══ EXCERTO DADO ══

Tudo o que brilha! Tudo o que brilha!
Tudo o que falta está para além, para lá dos dois ou três
metros da exacta focagem. Tudo o que resta é a morte ou é a vida ou é essa
película indistinta que as separa. Desfocado. O horror é demasiado para ser
colocado directamente sob o olhar do espectador. O importante é estar perto,
muito perto. O importante é a resistência. Também a acção e os movimentos de
Saul Ausländer.
Auschwitz, Polónia, 1944. Os soviéticos avançam sobre Cracóvia.
Os fornos já não dão vazão à massa combustível e a morte a tiro nas valas
comuns é apressada e ineficaz. As cinzas atiradas às águas do rio é um método
desorganizado.
Contudo, existe um corpo que tentou resistir à fúria da «Solução
Final» e ao «Zyklon B». A esse corpo chamou Saul seu filho. Tudo o que falta a esse
corpo é a terra. Tudo o que pode ainda brilhar é a oração.

═══

* [TAREFA PROPOSTA 1] Reproduza fielmente o trecho do excerto sobre Saul Ausländer que vai desde "Tudo o que falta está" até "Saul Ausländer.".
* [TAREFA PROPOSTA 2] Indique se cada afirmação está de acordo com o excerto sobre Saul Ausländer, respondendo sim ou não e citando as palavras do excerto que o comprovam: (a) A ação situa-se em Auschwitz, na Polónia, em 1944. (b) Os soviéticos recuam de Cracóvia. (c) Atirar as cinzas às águas do rio é apresentado como um método organizado.
* [TAREFA PROPOSTA 3] Dê continuidade ao excerto sobre Saul Ausländer a partir da última frase apresentada.

══ MATERIAL DE ESTUDO ══

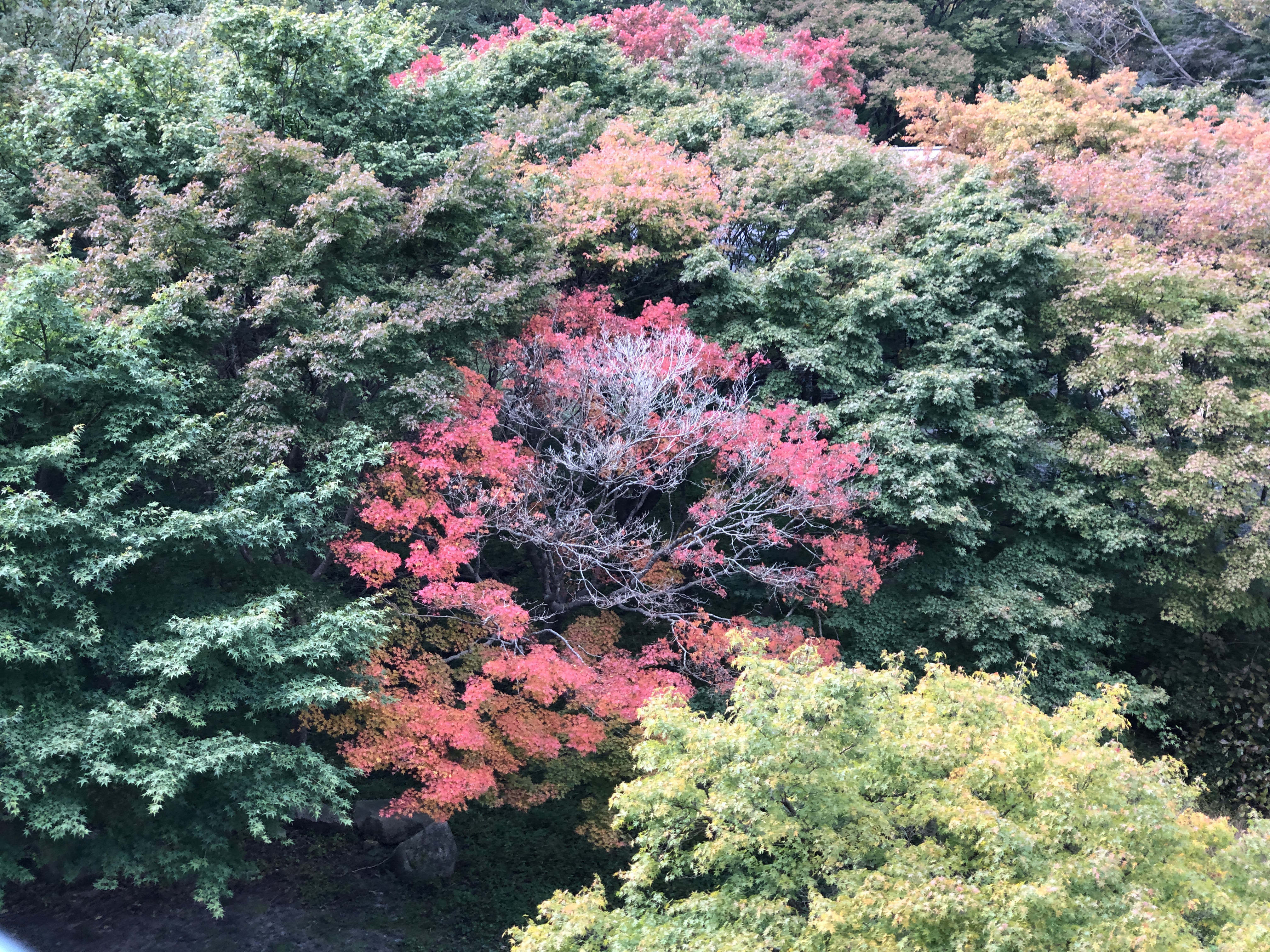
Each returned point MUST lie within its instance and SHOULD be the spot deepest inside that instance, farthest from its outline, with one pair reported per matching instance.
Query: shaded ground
(317, 895)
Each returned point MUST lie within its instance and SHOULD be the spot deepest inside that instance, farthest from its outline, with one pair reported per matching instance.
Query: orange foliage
(1193, 187)
(632, 200)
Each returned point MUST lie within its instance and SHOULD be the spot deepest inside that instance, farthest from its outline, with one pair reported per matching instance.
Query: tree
(629, 210)
(891, 48)
(990, 31)
(186, 417)
(623, 457)
(832, 808)
(1175, 45)
(1159, 344)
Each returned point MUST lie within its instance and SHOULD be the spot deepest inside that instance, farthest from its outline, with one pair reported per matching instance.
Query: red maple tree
(624, 457)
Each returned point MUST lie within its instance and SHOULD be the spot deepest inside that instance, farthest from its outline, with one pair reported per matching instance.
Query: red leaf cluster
(421, 70)
(585, 451)
(657, 32)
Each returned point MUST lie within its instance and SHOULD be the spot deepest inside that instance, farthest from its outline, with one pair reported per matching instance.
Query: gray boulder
(428, 855)
(389, 830)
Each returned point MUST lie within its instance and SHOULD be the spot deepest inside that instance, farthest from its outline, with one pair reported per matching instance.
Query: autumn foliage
(657, 32)
(586, 452)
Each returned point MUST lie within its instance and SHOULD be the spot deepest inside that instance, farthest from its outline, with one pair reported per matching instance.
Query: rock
(389, 830)
(428, 855)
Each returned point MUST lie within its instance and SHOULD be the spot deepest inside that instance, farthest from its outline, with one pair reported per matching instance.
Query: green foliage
(140, 666)
(186, 417)
(831, 809)
(947, 45)
(926, 334)
(323, 76)
(893, 48)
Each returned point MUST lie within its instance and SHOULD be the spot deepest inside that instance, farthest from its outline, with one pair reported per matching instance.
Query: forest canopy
(393, 391)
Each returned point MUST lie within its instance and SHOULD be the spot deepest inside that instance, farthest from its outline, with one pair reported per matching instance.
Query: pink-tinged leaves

═══

* [RESPOSTA ESCRITA 1]
Tudo o que falta está para além, para lá dos dois ou três
metros da exacta focagem. Tudo o que resta é a morte ou é a vida ou é essa
película indistinta que as separa. Desfocado. O horror é demasiado para ser
colocado directamente sob o olhar do espectador. O importante é estar perto,
muito perto. O importante é a resistência. Também a acção e os movimentos de
Saul Ausländer.

* [RESPOSTA ESCRITA 2]
(a) Sim: «Auschwitz, Polónia, 1944.»
(b) Não: «Os soviéticos avançam sobre Cracóvia.»
(c) Não: «As cinzas atiradas às águas do rio é um método desorganizado.»

* [RESPOSTA ESCRITA 3]
Mas a oração pode ser vã.
As palavras nela contida e a consciência do espectador não o serão.
Sobre o assunto, Claude Lanzmann, em «Shoah» (1985) e «Sobibor»
(2001), demonstrou que uma palavra focada pode honrar a vida ou a morte de 6.000.000
de imagens perdidas.
«O Filho de Saul» (Son of Saul / Saul Fia) de László Nemes, 2015. Com Géza Röhrig, Levente Molnár, Urs Rechn, Todd Charmont, Sándor Zsótér, Amitai Kedar, Uwe Lauer. Hungria / EUA, 107 min.